**Task 1**
Return these rows unchanged, starting at the row that contains "Can you find the blue" and ending at the last of the rows.

The Future Is Big Data in the Cloud


iStock_000003724777SmallWhile when it comes to cloud computing, no one has entirely sorted out what’s hype and what isn’t, nor exactly how it will be used by the enterprise, what is becoming increasingly clear is that Big Data is the future of IT. To that end, tackling Big Data will determine the winners and losers in the next wave of cloud computing innovation.

Data is everywhere (be it from users, applications or machines) and as we get propelled into the “Exabyte Era” (PDF), is growing exponentially; no vertical or industry is being spared. The result is that IT organizations everywhere are being forced to grapple with storing, managing and extracting value from every piece of it -– as cheaply as possible. And so the race to cloud computing has begun.

This isn’t the first time IT architectures have been reinvented in order to remain competitive. The shift from mainframe to client-server was fueled by disruptive innovation in computing horsepower that enabled distributed microprocessing environments. The subsequent shift to web applications/web services during the last decade was enabled by the open networking of applications and services through the Internet buildout. While cloud computing will leverage these prior waves of technology –- computing and networking –- it will also embrace deep innovations in storage/data management to tackle Big Data.

Labeled-object pointing entries:
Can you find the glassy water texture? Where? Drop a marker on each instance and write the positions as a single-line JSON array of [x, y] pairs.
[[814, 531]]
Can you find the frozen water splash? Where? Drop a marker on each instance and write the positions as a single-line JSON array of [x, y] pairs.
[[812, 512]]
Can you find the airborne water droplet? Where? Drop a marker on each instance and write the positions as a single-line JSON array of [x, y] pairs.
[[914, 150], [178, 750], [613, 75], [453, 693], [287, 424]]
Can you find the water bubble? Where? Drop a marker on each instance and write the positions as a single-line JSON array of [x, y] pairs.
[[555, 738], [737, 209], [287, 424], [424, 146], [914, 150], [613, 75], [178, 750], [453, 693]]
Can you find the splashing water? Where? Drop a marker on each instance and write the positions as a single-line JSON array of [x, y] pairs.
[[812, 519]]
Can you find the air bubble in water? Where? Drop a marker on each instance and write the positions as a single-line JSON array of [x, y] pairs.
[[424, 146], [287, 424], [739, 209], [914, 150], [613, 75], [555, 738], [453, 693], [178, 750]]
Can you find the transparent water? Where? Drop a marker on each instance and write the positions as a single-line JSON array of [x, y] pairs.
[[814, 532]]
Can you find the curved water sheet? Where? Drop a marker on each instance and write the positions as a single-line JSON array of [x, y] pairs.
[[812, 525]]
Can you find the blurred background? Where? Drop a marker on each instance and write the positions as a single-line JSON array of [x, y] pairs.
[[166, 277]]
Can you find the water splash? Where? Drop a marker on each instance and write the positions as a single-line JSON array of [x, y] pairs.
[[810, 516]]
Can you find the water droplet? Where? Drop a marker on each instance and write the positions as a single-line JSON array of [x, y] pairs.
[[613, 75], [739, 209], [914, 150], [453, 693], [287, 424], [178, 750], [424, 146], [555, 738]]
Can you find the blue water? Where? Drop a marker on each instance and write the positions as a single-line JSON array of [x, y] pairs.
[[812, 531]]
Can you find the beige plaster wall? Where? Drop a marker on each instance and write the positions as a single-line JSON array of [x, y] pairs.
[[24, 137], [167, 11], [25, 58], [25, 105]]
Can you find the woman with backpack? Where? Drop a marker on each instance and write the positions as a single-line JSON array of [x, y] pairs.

**Task 2**
According to the article on big data in the cloud, what fueled the shift from mainframe to client-server?

**Final result 1**
Can you find the blue water? Where? Drop a marker on each instance and write the positions as a single-line JSON array of [x, y] pairs.
[[812, 531]]
Can you find the beige plaster wall? Where? Drop a marker on each instance and write the positions as a single-line JSON array of [x, y] pairs.
[[24, 137], [167, 11], [25, 58], [25, 105]]
Can you find the woman with backpack? Where? Drop a marker on each instance and write the positions as a single-line JSON array of [x, y] pairs.

**Final result 2**
Disruptive innovation in computing horsepower that enabled distributed microprocessing environments fueled it.